[Opening Document extract section]

This tangy, fresh, and flavorful salad, known as som tam or tam som originates from Laos. The name roughly translates to mean “the pounding of sour ingredients” and the predominant flavor is, you guessed it, sour. You can use a green papaya or one that is slightly pink, but still underripe. You can also substitute green mango or cucumber if you have trouble finding papaya.
Green Papaya Salad with Pork
- 1 (7 oz) pork chop, vacuum sealed
- 4 oz green beans, trimmed
- ½ small green or unripe papaya, peeled and julienned
- ¼ cup cilantro leaves
- ½ cup halved grape or cherry tomatoes
- 1 garlic clove, peeled
- 1 Thai chile, stemmed
- 2 tbsp dry roasted peanuts
- 1 tbsp brown sugar
- 1 tbsp fish sauce
- 2 tbsp fresh lime juice
1) Place pork in a Suvie pan, cover with water, and insert into the top right zone of your Suvie. Place green beans in a second Suvie pan and insert into the top left zone of your Suvie. Fill reservoir, input settings, and cook now or schedule.
My Cook > Multi-Zone Settings
Protein: 150°F for 1 hour
Vegetable: 6 minutes
Starch: 0 minutes
2) While the pork cooks, prepare the dressing. Assemble garlic clove, Thai chile, and peanuts on a cutting board. Chop and mince until well blended and cohesive. Transfer mixture to a small bowl with brown sugar, fish sauce, and fresh lime juice. Set aside.
3) After the cook, remove pork from packaging and cut into thin pieces. Cut green beans into 2-inch pieces. In a large bowl combine papaya, cilantro leaves, cherry tomatoes, shredded chicken, and green beans. Pour dressing over and toss to combine. Divide between plates and serve.
Nutritional Information per serving (2 servings per recipe): Calories 360, Total Fat 20g, Total Carbohydrates 30g, Total Sodium 900mg, Total Protein 30g.

[Closing Document extract section]

→ **What needs to be done**
Condense the paragraph of the papaya salad recipe that opens with "This tangy, fresh, and flavorful salad" into a short bulleted list that keeps its main facts. The data that comes next has no connection to the papaya salad recipe.

[Opening Source data section]

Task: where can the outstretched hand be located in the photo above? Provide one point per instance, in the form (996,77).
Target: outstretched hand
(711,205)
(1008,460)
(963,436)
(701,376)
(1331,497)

[Closing Source data section]

→ **Solution to this task**
- Known as som tam or tam som, the salad originates from Laos.
- Its name roughly means "the pounding of sour ingredients," and its main flavor is sour.
- Use a green papaya or a slightly pink one that is still underripe.
- Green mango or cucumber can stand in if papaya is hard to find.